§ INSTRUCTIONS TO FOLLOW: Count the lines in the entries below that contain the string "pink", matching case exactly. Give only the number.

Entries from a data collection:
=-=-=
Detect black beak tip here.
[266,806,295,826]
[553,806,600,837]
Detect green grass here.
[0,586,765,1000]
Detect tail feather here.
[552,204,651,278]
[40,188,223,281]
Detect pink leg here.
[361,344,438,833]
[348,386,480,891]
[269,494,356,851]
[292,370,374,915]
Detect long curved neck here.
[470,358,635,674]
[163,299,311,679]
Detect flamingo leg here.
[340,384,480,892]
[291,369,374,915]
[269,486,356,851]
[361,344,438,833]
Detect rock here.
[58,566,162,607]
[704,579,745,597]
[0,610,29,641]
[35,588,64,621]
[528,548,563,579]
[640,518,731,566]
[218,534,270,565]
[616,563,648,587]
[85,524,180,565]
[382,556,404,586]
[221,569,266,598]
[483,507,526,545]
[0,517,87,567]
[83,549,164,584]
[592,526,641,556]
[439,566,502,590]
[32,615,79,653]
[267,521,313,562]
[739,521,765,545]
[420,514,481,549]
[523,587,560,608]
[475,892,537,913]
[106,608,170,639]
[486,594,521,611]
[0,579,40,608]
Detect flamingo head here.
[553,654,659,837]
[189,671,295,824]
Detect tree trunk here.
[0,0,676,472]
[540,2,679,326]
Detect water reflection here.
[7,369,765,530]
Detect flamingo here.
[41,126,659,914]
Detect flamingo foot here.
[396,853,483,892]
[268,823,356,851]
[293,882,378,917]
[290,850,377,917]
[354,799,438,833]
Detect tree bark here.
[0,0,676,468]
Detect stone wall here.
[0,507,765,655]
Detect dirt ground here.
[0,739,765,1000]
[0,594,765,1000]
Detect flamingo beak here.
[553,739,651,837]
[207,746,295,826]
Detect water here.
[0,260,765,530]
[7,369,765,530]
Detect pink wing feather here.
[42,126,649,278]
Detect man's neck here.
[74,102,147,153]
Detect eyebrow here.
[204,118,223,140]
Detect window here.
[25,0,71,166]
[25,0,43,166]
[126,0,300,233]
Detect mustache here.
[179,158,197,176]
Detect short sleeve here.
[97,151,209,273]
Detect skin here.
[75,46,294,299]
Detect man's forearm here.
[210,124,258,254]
=-=-=
§ THE RESPONSE: 2